Records
START

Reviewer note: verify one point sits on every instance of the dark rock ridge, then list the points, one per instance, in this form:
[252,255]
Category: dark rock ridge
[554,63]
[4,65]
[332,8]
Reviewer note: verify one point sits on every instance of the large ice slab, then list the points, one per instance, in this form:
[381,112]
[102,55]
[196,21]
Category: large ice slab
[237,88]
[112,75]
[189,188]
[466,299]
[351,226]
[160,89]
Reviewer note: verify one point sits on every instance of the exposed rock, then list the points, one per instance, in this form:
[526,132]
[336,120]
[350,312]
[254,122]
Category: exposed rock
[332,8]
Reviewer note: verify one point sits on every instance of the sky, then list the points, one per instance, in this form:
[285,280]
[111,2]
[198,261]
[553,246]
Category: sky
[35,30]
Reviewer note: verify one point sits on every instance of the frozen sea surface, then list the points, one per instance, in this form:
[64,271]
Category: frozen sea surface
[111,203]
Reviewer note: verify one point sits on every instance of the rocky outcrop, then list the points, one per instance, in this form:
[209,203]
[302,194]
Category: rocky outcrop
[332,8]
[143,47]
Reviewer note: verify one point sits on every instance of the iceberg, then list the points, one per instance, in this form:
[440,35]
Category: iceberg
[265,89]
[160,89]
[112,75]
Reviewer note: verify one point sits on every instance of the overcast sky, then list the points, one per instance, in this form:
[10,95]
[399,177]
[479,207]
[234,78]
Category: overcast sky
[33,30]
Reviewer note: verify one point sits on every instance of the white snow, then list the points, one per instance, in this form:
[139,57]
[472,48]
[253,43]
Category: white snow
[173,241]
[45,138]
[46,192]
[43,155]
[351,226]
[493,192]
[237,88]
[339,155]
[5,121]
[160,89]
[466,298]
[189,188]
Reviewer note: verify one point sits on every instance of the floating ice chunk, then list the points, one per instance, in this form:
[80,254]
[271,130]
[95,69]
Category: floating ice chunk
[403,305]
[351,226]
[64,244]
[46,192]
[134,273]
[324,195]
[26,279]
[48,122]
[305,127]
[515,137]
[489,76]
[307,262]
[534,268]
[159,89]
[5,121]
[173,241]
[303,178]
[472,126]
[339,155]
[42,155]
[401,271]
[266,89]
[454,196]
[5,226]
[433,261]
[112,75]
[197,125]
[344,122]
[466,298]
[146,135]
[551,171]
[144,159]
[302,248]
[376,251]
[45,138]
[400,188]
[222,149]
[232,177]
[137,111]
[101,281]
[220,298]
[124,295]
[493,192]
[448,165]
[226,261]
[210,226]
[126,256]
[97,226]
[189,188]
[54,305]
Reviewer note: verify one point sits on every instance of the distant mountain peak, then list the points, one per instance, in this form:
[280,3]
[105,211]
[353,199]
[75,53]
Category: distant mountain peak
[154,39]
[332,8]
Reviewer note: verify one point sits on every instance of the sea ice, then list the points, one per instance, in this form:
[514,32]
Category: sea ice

END

Task goal: Recast every line of the records above as a numbered list, leaving out any blank lines.

Output for this task:
1. Reviewer note: verify one point sits on every instance of the dark rock ridge, then list the points, one per instance, in this form:
2. [252,255]
3. Category: dark rock ridge
4. [554,63]
5. [4,65]
6. [332,8]
7. Reviewer note: verify one point sits on every instance of the large ice slab, then list the points, one per instance, in this form:
8. [381,112]
9. [102,55]
10. [196,21]
11. Category: large ice slab
12. [237,88]
13. [112,75]
14. [189,188]
15. [466,299]
16. [351,226]
17. [160,89]
18. Reviewer note: verify one point sits on every instance of the exposed rock, then list the points, one per instance, in this form:
19. [526,132]
20. [336,120]
21. [350,312]
22. [254,122]
23. Category: exposed rock
24. [332,8]
25. Reviewer note: verify one point sits on every instance of the sky, then list the points, one per instance, in this form:
26. [285,280]
27. [111,2]
28. [198,261]
29. [553,246]
30. Category: sky
31. [35,30]
32. Reviewer note: verify one point sits on every instance of the frozen sea surface, then list the points, one per instance, in this form:
33. [64,271]
34. Category: frozen sea surface
35. [111,203]
36. Reviewer note: verify one point sits on every instance of the rocky outcrop, then list the points, one per instance, in this form:
37. [209,203]
38. [302,194]
39. Category: rocky outcrop
40. [332,8]
41. [143,47]
42. Reviewer note: verify one point sits on every instance of the iceberg, then list the points, one per instance, in this form:
43. [440,35]
44. Category: iceberg
45. [265,89]
46. [160,89]
47. [112,75]
48. Reviewer note: verify one point sits on every instance of the overcast sky, then list the points, one per instance, in this form:
49. [10,95]
50. [399,177]
51. [479,207]
52. [234,78]
53. Category: overcast sky
54. [33,30]
55. Reviewer note: verify one point sits on every instance of the white snow, then list the points, one per instance, in this form:
56. [139,57]
57. [472,48]
58. [253,43]
59. Category: white snow
60. [173,241]
61. [45,138]
62. [46,192]
63. [43,155]
64. [351,226]
65. [493,192]
66. [237,88]
67. [339,155]
68. [5,121]
69. [160,89]
70. [466,298]
71. [189,188]
72. Reviewer note: verify one point sits on every instance of the floating ice chunk, then list the points, one per instance, in this form:
73. [80,254]
74. [271,130]
75. [95,69]
76. Category: floating ice chunk
77. [403,305]
78. [351,226]
79. [64,244]
80. [46,192]
81. [134,273]
82. [324,195]
83. [26,279]
84. [48,122]
85. [305,127]
86. [515,137]
87. [489,76]
88. [307,262]
89. [534,268]
90. [159,89]
91. [5,121]
92. [173,241]
93. [303,178]
94. [472,126]
95. [339,155]
96. [42,155]
97. [401,271]
98. [266,89]
99. [454,196]
100. [5,226]
101. [433,261]
102. [112,75]
103. [197,125]
104. [344,122]
105. [466,298]
106. [146,135]
107. [551,171]
108. [144,159]
109. [302,248]
110. [376,251]
111. [45,138]
112. [400,188]
113. [222,149]
114. [232,177]
115. [137,111]
116. [101,281]
117. [220,298]
118. [124,295]
119. [493,192]
120. [448,165]
121. [226,261]
122. [210,226]
123. [126,256]
124. [97,226]
125. [189,188]
126. [54,305]
127. Reviewer note: verify one point sits on every instance of the distant mountain peak, then list the points, one per instance, in this form:
128. [280,3]
129. [105,211]
130. [353,199]
131. [75,53]
132. Category: distant mountain peak
133. [154,39]
134. [332,8]
135. Reviewer note: verify one point sits on every instance of the sea ice, then list the points, one per instance, in this form:
136. [514,32]
137. Category: sea ice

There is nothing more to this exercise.